Required action 1.
Answer these questions from the article on the unit distance result, labeling each answer (a), (b), or (c):
(a) In what year did Erdos pose the problem?
(b) How many external mathematicians reviewed and verified the proof?
(c) When was DeepMind's FunSearch published?
Required action 2. Reproduce the part of the article on the unit distance result between "The unit distance problem asks" and "posted to arXiv.", inclusive.
Required action 3. Rewrite the paragraph of the article on the unit distance result that begins "The technique the model introduced" as a short bulleted list that keeps its main facts.
** Page text follows **
An OpenAI reasoning model has autonomously disproved a conjecture tied to the planar unit distance problem, an open question in combinatorial geometry posed by Paul Erdos in 1946, according to an announcement published by OpenAI on May 20.
The unit distance problem asks how many pairs of points in a set of n points can be exactly one unit apart. Erdos conjectured specific bounds on this count. The OpenAI model produced a proof that violates those bounds, resolving a question that had resisted human effort for roughly eight decades.
The technique the model introduced draws from algebraic number theory: constructing algebraic number fields of large degree and small discriminant, using a Golod-Shafarevich criterion argument. That construction is not obvious. It builds on prior theoretical frameworks from Ellenberg-Venkatesh and Hajir-Maire-Ramakrishna, and applying it to the unit distance problem required a non-trivial creative step. Nine external mathematicians, including Noga Alon, W.T. Gowers, Will Sawin, and Melanie Matchett Wood, independently reviewed and verified the proof, according to the paper posted to arXiv.
OpenAI describes this as a significant milestone for AI-assisted mathematics. That framing deserves context. DeepMind’s AlphaProof and AlphaGeometry systems, announced in 2024, solved four of six International Mathematical Olympiad problems, including one at silver-medal difficulty, before any OpenAI model claimed a comparable result. DeepMind’s FunSearch, published in December 2023, discovered new solutions to the cap set problem, another longstanding combinatorics question. OpenAI’s result is meaningfully different in that the target conjecture is a named open problem from the research literature rather than a competition problem, but the claim that an AI has “resolved a prominent unsolved mathematics problem” for the first time is not accurate against the documented record.
** End of Page text **
** Material shown follows **
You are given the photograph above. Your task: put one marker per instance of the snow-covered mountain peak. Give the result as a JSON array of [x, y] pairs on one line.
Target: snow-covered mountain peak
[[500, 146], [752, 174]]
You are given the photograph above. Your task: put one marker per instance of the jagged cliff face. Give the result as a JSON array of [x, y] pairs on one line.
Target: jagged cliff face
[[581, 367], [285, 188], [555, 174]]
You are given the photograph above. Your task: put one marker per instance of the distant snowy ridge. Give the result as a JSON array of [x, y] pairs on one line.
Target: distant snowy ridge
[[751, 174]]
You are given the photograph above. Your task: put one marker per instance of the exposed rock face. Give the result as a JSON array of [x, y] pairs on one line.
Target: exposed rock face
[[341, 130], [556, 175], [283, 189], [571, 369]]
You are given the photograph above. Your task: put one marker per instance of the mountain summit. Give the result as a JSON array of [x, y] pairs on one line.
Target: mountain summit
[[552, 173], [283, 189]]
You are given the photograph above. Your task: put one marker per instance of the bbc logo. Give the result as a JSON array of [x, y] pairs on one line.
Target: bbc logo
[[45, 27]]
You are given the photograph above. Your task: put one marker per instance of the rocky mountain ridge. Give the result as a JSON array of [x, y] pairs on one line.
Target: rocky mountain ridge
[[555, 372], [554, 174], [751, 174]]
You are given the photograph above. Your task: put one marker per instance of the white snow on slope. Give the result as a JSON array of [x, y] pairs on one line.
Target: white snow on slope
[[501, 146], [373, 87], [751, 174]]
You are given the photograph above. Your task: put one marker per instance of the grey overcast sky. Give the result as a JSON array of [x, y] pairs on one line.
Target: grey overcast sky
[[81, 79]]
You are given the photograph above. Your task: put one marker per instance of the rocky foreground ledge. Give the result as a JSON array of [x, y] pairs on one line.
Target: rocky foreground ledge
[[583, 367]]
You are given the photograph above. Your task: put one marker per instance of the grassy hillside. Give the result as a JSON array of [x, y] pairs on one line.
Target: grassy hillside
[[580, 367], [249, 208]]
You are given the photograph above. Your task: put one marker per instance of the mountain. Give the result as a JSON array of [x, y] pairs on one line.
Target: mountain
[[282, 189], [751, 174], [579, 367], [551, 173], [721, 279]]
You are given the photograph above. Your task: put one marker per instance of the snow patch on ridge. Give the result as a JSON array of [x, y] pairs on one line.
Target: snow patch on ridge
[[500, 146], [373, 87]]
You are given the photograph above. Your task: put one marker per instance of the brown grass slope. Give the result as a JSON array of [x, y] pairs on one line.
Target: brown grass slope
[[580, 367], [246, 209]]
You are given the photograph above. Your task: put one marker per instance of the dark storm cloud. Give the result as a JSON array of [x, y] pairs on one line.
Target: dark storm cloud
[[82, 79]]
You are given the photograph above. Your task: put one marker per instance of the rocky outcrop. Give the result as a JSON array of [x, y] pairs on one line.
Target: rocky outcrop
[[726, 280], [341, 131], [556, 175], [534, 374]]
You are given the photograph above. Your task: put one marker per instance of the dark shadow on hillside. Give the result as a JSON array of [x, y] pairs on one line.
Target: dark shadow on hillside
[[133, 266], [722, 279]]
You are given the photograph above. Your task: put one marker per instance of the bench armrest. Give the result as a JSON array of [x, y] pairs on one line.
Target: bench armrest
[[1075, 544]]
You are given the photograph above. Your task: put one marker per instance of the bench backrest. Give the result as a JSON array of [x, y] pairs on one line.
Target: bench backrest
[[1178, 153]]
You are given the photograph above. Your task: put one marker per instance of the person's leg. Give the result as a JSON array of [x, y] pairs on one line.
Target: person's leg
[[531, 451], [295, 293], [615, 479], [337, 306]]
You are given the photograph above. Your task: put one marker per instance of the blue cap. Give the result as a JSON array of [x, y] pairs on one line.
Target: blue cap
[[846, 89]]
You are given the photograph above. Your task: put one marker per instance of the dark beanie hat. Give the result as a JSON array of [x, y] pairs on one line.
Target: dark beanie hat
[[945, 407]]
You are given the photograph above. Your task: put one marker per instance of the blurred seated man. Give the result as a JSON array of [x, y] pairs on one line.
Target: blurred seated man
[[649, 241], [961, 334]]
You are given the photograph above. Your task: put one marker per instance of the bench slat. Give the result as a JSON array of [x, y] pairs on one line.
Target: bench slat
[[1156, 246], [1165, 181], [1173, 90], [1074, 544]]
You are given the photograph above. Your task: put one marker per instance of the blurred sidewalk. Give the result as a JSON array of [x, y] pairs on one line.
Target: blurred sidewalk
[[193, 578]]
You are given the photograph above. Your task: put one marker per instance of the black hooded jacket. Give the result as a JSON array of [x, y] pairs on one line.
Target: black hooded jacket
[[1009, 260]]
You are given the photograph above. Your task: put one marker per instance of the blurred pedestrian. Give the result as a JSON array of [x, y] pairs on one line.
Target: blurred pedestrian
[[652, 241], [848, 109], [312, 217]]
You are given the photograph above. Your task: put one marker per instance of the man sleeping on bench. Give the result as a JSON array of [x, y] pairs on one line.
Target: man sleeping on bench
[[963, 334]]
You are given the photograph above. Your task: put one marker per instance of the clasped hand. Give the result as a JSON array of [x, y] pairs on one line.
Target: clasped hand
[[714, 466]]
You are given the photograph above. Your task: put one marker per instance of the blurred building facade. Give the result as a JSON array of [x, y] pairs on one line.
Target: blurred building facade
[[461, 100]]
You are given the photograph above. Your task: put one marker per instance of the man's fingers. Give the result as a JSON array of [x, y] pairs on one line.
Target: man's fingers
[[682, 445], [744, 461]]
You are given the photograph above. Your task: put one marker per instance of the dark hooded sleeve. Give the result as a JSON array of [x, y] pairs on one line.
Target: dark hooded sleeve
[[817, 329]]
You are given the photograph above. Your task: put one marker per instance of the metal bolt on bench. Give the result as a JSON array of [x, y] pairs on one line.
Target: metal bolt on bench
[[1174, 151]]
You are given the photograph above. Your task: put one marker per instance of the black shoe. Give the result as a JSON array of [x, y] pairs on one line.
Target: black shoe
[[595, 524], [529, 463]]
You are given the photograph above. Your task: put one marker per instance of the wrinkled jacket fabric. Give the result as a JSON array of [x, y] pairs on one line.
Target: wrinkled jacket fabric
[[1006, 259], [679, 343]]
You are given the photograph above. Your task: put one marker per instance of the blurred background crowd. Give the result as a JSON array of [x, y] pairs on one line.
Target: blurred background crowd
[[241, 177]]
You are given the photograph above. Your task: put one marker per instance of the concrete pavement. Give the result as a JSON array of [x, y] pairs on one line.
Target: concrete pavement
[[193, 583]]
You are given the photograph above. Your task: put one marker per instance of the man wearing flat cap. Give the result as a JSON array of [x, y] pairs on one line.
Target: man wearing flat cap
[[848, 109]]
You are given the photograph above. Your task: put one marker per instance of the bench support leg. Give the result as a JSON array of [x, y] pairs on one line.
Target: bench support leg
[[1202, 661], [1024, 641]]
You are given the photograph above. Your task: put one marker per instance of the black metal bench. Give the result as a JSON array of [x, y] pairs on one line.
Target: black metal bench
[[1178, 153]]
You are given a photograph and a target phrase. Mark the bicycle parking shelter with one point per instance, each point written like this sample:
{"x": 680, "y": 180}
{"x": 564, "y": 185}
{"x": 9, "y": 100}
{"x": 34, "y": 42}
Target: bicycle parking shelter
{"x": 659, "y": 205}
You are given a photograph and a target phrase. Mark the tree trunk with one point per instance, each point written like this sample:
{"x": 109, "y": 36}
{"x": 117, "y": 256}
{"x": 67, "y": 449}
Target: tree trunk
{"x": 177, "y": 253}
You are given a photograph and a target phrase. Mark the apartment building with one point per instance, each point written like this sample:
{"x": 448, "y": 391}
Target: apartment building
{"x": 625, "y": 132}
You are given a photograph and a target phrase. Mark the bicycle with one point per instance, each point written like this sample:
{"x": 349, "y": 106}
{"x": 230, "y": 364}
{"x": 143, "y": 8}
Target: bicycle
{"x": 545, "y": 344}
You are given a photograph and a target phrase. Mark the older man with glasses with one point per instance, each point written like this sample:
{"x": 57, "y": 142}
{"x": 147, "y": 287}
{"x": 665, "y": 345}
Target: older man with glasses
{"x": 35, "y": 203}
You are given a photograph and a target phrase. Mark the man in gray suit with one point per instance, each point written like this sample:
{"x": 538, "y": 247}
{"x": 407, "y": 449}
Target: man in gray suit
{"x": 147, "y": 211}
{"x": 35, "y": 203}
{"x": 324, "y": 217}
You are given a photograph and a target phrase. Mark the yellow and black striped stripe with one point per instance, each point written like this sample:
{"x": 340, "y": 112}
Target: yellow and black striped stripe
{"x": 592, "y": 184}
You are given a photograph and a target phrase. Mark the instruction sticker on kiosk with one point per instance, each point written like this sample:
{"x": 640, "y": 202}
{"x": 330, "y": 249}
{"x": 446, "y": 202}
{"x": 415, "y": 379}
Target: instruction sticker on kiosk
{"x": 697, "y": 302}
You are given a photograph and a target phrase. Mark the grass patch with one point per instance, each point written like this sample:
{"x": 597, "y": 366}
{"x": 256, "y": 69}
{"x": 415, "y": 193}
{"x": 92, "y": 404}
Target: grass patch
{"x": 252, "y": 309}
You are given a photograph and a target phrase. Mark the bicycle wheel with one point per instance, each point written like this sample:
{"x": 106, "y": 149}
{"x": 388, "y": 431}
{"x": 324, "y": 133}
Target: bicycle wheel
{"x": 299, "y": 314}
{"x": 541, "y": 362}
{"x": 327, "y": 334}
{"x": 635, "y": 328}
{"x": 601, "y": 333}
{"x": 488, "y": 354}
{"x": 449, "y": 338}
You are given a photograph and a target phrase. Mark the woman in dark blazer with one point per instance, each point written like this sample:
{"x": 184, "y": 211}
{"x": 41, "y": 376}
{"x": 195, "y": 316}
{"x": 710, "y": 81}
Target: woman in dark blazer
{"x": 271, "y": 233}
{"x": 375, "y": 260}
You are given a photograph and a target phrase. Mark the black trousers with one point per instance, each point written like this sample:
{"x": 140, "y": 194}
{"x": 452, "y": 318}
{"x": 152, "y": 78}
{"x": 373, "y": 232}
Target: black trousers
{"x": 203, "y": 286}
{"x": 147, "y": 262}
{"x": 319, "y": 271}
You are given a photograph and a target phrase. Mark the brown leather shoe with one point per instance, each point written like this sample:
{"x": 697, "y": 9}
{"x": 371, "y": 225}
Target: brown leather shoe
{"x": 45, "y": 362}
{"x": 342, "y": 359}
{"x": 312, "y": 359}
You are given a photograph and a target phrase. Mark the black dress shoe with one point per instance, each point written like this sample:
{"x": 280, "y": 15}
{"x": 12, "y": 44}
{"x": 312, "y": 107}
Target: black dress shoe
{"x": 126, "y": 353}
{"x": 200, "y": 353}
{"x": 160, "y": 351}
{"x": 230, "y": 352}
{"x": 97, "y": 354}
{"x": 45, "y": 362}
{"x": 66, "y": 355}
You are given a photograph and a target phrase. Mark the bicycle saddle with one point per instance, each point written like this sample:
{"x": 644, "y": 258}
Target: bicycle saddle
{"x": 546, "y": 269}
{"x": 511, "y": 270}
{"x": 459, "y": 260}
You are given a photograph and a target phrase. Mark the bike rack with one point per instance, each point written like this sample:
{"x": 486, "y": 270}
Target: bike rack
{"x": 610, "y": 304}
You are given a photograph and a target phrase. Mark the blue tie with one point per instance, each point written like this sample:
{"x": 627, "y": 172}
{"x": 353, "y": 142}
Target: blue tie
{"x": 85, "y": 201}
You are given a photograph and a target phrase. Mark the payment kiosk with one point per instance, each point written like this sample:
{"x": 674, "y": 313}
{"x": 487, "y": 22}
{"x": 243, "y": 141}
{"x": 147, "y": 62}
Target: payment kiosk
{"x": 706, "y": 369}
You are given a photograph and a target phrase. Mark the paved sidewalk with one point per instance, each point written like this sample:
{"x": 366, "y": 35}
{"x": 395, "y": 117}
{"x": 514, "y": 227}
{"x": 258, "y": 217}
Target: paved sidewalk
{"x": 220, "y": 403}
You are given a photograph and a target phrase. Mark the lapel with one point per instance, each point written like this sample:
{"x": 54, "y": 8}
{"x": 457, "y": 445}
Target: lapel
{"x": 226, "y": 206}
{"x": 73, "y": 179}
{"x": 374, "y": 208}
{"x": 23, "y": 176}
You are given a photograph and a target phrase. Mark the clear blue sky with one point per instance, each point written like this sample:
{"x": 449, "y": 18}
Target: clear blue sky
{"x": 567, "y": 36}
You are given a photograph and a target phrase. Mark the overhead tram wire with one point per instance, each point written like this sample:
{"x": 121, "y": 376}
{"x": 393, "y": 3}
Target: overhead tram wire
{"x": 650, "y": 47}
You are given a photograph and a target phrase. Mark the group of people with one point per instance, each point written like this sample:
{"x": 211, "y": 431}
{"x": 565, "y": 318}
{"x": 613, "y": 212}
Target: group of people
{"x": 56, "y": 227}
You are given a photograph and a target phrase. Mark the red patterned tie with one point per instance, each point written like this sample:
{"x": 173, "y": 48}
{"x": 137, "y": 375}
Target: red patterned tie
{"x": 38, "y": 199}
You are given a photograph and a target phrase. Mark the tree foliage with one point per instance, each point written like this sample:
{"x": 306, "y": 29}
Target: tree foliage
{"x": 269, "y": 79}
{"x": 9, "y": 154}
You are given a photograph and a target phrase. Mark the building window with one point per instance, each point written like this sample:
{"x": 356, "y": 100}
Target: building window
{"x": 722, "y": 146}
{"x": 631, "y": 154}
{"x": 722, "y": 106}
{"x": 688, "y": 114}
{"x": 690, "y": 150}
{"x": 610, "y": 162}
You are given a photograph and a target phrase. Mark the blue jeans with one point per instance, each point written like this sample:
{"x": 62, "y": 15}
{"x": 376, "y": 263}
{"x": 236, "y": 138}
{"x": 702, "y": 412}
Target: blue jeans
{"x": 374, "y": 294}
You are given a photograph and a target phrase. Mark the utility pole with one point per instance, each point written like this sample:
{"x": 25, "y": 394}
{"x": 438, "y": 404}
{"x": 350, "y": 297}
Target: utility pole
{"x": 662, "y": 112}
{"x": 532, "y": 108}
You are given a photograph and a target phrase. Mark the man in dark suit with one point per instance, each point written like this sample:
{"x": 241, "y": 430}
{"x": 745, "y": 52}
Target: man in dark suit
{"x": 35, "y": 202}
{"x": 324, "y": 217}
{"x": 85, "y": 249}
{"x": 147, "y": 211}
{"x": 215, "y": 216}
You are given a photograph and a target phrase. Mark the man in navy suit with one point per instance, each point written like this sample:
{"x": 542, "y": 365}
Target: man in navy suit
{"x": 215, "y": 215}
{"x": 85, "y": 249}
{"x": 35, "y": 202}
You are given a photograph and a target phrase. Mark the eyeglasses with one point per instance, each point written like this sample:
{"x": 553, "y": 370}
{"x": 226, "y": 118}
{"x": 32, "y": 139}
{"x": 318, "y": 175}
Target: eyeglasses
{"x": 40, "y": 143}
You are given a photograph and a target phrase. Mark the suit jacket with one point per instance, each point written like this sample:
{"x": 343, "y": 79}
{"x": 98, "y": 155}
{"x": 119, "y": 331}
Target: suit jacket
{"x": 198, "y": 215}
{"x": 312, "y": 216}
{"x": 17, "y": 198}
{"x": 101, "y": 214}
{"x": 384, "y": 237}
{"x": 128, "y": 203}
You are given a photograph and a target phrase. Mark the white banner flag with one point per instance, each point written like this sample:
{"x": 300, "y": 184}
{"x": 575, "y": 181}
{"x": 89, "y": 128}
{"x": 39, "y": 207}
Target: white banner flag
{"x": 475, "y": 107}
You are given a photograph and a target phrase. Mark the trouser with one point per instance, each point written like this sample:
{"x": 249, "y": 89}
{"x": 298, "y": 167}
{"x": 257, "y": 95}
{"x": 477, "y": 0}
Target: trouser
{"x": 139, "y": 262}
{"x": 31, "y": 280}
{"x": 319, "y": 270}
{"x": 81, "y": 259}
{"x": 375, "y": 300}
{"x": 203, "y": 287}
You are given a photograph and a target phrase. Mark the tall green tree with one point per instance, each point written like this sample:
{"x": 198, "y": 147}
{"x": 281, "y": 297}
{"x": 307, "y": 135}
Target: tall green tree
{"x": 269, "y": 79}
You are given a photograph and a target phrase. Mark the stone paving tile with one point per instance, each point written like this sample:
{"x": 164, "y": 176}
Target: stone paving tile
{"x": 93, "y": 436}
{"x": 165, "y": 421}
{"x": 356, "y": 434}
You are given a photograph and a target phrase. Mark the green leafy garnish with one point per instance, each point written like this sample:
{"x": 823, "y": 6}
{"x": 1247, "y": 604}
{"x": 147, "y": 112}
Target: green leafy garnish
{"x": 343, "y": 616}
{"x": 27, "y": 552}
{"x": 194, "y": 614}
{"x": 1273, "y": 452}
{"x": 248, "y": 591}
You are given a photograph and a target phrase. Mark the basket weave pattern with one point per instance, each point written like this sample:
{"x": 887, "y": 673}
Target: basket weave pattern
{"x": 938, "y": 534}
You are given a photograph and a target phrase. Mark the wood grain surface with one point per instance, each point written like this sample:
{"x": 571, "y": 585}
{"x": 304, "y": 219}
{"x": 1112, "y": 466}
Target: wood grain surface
** End of Material shown **
Exercise output 1.
(a) 1946
(b) Nine
(c) December 2023

Exercise output 2.
The unit distance problem asks how many pairs of points in a set of n points can be exactly one unit apart. Erdos conjectured specific bounds on this count. The OpenAI model produced a proof that violates those bounds, resolving a question that had resisted human effort for roughly eight decades.
The technique the model introduced draws from algebraic number theory: constructing algebraic number fields of large degree and small discriminant, using a Golod-Shafarevich criterion argument. That construction is not obvious. It builds on prior theoretical frameworks from Ellenberg-Venkatesh and Hajir-Maire-Ramakrishna, and applying it to the unit distance problem required a non-trivial creative step. Nine external mathematicians, including Noga Alon, W.T. Gowers, Will Sawin, and Melanie Matchett Wood, independently reviewed and verified the proof, according to the paper posted to arXiv.

Exercise output 3.
- The model's technique comes from algebraic number theory: it constructs algebraic number fields of large degree and small discriminant, using a Golod-Shafarevich criterion argument.
- The construction is not obvious. It builds on frameworks from Ellenberg-Venkatesh and Hajir-Maire-Ramakrishna.
- Applying it to the unit distance problem required a non-trivial creative step.
- According to the paper posted to arXiv, nine external mathematicians independently reviewed and verified the proof, including Noga Alon, W.T. Gowers, Will Sawin, and Melanie Matchett Wood.